=== AUSGEWÄHLTER AUSZUG ===

Die Performancekünstlerin Nezaket Ekici (*1970 Kirsehir, Türkei) wird im Sommer das gesamte Haus am Waldsee mit Installationen und Videodokumentationen ihrer Performances bespielen. Mit „Alles, was man besitzt, besitzt auch uns" wird die mehrfach ausgezeichnete, international agierende Meisterschülerin von Marina Abramović in einem ersten institutionellen Überblick in Berlin vorgestellt.
Seit knapp fünfzehn Jahren verfolgt Ekici in ihrer Arbeit performative und partizipatorische Strategien. Dabei stellt sie sich dem Bild der Frau und Künstlerin zwischen den Kulturen. Unweit von Ankara geboren, im engen Kreis ihrer türkischen Familie in Deutschland aufgewachsen, geht sie in allen ihren Projekten an die Grenze des physisch Möglichen: Wenn sie einen Tschador tragend, vor dem Publikum kopfüber hängt und Tagebucheintragungen, Zeitungsartikel und Texte aus dem Koran liest („Permanent Words", 2009), wenn sie tagelang öffentlich Wände, Boden, Möbel und Zimmerdecken beküsst, um ihre Wertschätzung für das Übersehene, Naheliegende, Liebgewonnene, Intime auszudrücken („Emotion in Motion", 2000). Immer bringt sich die Künstlerin mit radikaler Hingabe körperlich ein. Auch, wenn sie sich über 30 Minuten wie ein Derwisch in einem Blütenmeer um die eigene Achse in Trance dreht („Wirbelrausch", 2008).

===

* IHRE AUFGABEN *
1. Schreiben Sie aus dem Auszug über Nezaket Ekici die Passage ab, die mit „Die Performancekünstlerin Nezaket“ beginnt und mit „in Berlin vorgestellt.“ endet.
2. Wie lange dreht sich die Künstlerin laut dem Auszug über Nezaket Ekici in „Wirbelrausch“ um die eigene Achse?
Für die Bearbeitung werden die Daten nicht benötigt.

=== ERFASSTE DATEN ===

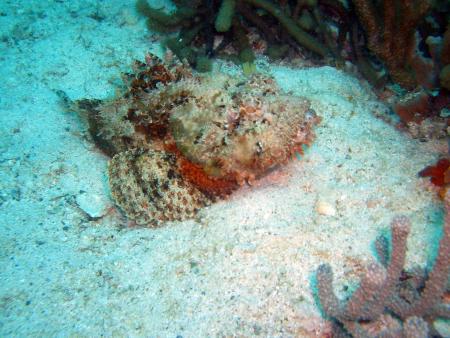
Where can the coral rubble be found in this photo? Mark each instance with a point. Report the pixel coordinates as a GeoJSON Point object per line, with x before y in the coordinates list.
{"type": "Point", "coordinates": [180, 140]}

===

* ERWARTETE ANTWORTEN *
1.
Die Performancekünstlerin Nezaket Ekici (*1970 Kirsehir, Türkei) wird im Sommer das gesamte Haus am Waldsee mit Installationen und Videodokumentationen ihrer Performances bespielen. Mit „Alles, was man besitzt, besitzt auch uns" wird die mehrfach ausgezeichnete, international agierende Meisterschülerin von Marina Abramović in einem ersten institutionellen Überblick in Berlin vorgestellt.

2. Über 30 Minuten.